- **About this task**: Within the listing below, the lines to output run from the one containing "If you could point out the wedding" through the one containing "If you could point out the blurred"; copy them exactly and nothing else.

- **Data for analysis**:
---
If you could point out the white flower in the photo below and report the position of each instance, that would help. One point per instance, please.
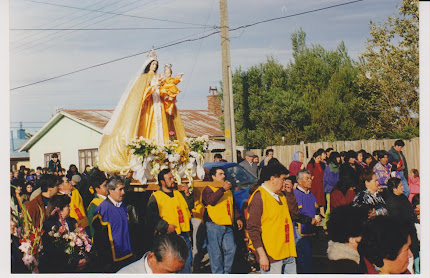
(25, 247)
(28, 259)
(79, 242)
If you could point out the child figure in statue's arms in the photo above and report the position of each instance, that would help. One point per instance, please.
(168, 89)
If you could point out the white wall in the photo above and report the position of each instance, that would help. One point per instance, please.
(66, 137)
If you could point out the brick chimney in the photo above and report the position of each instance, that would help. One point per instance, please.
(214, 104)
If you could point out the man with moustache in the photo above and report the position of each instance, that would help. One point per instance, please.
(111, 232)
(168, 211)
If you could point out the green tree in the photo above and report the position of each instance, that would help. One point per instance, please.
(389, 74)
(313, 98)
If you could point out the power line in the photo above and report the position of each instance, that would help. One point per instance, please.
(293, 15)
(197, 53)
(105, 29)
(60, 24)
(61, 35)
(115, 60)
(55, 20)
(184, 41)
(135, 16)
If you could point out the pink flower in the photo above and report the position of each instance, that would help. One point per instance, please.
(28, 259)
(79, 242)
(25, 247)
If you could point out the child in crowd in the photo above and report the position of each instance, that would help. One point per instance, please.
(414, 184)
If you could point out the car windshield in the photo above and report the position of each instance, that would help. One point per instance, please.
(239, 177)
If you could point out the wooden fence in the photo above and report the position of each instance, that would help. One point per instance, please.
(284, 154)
---
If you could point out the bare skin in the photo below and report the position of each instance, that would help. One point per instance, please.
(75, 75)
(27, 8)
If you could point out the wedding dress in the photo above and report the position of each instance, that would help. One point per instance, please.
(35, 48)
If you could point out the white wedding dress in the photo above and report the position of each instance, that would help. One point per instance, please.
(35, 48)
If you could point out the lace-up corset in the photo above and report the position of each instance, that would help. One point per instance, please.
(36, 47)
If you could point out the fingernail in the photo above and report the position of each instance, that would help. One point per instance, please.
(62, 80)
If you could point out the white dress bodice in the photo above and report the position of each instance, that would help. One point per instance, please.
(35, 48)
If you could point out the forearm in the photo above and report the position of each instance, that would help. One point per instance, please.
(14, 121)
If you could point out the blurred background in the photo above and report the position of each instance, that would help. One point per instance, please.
---
- **Result**:
If you could point out the wedding dress in the photo above and report the position of each instance, that would help. One point per instance, please.
(35, 48)
If you could point out the white wedding dress in the photo above and report the position of each instance, that would help. One point per instance, please.
(35, 48)
If you could point out the lace-up corset in the photo above and report the position of each instance, that would help. One point per instance, please.
(36, 47)
If you could point out the fingernail in the photo above and report the position of each instance, that would help. One point per instance, please.
(62, 80)
If you could point out the white dress bodice in the photo above and report the position of each instance, that would help. One point per instance, please.
(35, 48)
If you could point out the forearm in the photo above and report the position of each instance, that would help. One point per instance, please.
(14, 121)
If you could point out the blurred background in the photo above and report the position of each instance, that would help. One point per instance, please.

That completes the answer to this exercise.